WORKING DATA below:

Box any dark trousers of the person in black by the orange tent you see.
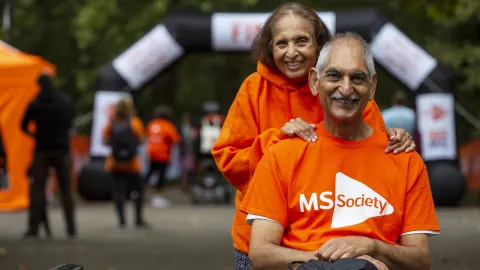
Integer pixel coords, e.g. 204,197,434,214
28,151,76,235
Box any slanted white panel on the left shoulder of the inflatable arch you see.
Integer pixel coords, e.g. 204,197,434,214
112,24,184,89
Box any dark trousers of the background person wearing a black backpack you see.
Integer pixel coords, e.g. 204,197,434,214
112,172,144,225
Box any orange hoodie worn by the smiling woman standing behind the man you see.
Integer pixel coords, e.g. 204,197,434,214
212,62,386,253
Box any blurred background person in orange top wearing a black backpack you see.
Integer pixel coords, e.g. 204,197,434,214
103,99,148,228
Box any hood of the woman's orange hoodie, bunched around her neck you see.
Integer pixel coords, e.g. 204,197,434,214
257,61,318,118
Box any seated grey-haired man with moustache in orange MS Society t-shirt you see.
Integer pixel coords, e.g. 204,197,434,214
241,33,440,269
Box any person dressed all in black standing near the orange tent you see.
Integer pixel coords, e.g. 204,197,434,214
22,74,76,237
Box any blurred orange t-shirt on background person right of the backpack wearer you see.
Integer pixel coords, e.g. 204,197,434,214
147,119,180,162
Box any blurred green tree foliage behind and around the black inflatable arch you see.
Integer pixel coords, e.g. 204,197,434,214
0,0,480,139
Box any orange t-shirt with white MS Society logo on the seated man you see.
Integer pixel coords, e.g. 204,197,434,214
241,124,440,251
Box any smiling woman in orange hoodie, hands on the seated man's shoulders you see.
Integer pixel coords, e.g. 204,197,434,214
212,2,415,270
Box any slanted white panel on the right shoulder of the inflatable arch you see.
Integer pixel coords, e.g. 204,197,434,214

End of WORKING DATA.

[EXERCISE BRIEF]
Leaving all pictures aside, quote each record exactly.

[ANSWER BOX]
Box any dark trousers of the person in black by the orange tent you see.
Integer pixel coords, e.g. 204,197,434,214
28,151,76,235
Box any slanted white panel on the left shoulder of the inflatable arch you see.
Integer pixel coords, e.g. 204,197,434,214
112,24,184,89
Box any dark trousers of the background person wearing a black backpack you see.
Integer pixel coords, e.g. 204,197,434,214
112,172,144,225
Box any orange hoodie worn by the smiling woman standing behind the man you see.
Integer pixel coords, e.g. 204,197,434,214
212,62,386,253
Box any blurred background person in orange top wearing a black backpack you see.
Integer pixel coords, e.g. 204,197,434,214
103,99,148,228
Box any hood of the woman's orange hoodie, bunched around her neck you see.
Integer pixel coords, e.g. 204,197,434,214
257,61,318,118
Box any seated grey-haired man with moustache in orange MS Society t-shirt you see.
Integer pixel coords, e.g. 204,197,434,214
241,33,440,269
Box any person dressed all in black standing near the orange tent you see.
Integer pixel coords, e.g. 204,197,434,214
22,74,76,237
Box any blurred orange t-shirt on background person right of the backpack wearer you see.
Integer pixel coords, e.g. 204,197,434,214
147,119,180,162
Box any blurred green tree foliage behind and around the black inflatable arch you see.
Integer pixel coords, e.g. 204,197,434,214
0,0,480,139
Box any orange t-shirt with white MS Society logo on the seated man you see.
Integer pixel coords, e.g. 204,197,434,214
241,124,440,251
Box any smiling woman in orange hoodie, hands on the seated man's shoulders you see.
Integer pixel coords, e.g. 204,197,434,214
212,2,415,270
Box any slanted white panel on the right shoulder of the inflatable arch you see.
Integer pixel coords, e.g. 204,197,434,214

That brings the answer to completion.